- _EXERCISE TASK 1_: Please retype the records that come after the article, line for line, without changing anything, and leave the pictures out.

------ PAGE ------

Elliott is a great football player, but his position doesn't merit the 11th pick.
Elliott is a great football player, but his position doesn't merit the 11th pick.
Christian Petersen/Getty Images

Some believe it would be a beautiful thing if Ezekiel Elliott ends up in Chicago, and they might be right. However, that thing of beauty is not worth the eleventh pick in the draft. This is not because of any limitations in Elliott's game. In fact, it is likely that any team that picks up Elliott will be getting a solid player, and it's possible that he might end up one of the top running backs in the league over the next few years.

However, it would take a transcendent running back to come close to justifying the investment of a first-round pick, and even then it would be questionable. I claim this not because I think running backs are outdated or outmoded as a position. I am one of those who believes that, despite an increasing trend toward favoring the passing game, running back remains a vital position. The reality, though, is that very, very good running backs can be had later in the draft.

------ ENTRIES ------

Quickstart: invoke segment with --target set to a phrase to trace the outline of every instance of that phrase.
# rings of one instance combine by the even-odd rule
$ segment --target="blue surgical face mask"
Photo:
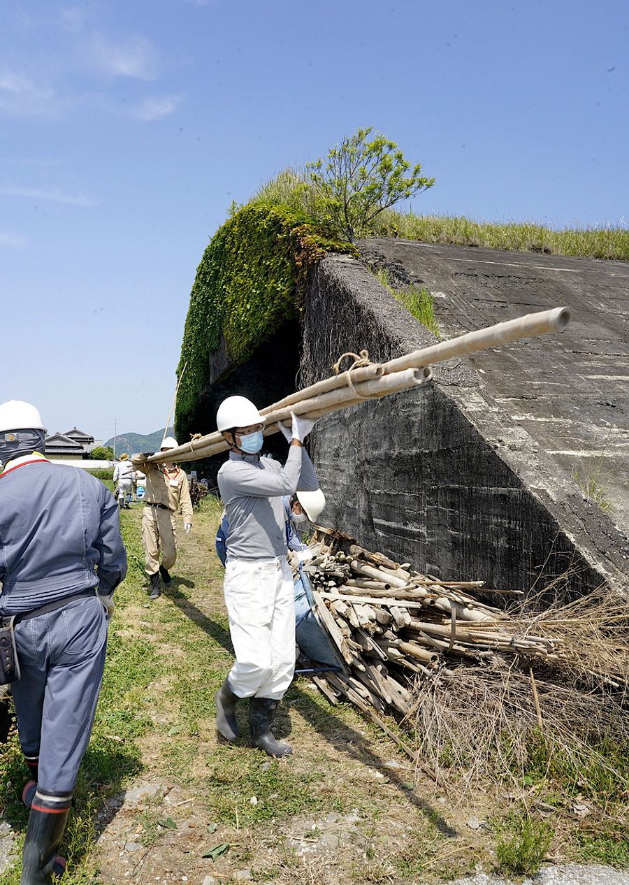
[[[242,451],[246,451],[248,455],[255,455],[260,450],[260,449],[262,449],[264,440],[265,436],[262,431],[256,430],[255,433],[246,434],[244,436],[241,436],[241,444],[239,449]]]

------

- _EXERCISE TASK 2_: According to the article on Ezekiel Elliott, where in the draft can very, very good running backs be had?

- _EXPECTED OUTPUT 1_:
Quickstart: invoke segment with --target set to a phrase to trace the outline of every instance of that phrase.
# rings of one instance combine by the even-odd rule
$ segment --target="blue surgical face mask"
Photo:
[[[242,451],[246,451],[248,455],[255,455],[260,450],[260,449],[262,449],[264,440],[265,436],[262,431],[256,430],[255,433],[246,434],[244,436],[241,436],[241,444],[239,449]]]

- _EXPECTED OUTPUT 2_: Later in the draft.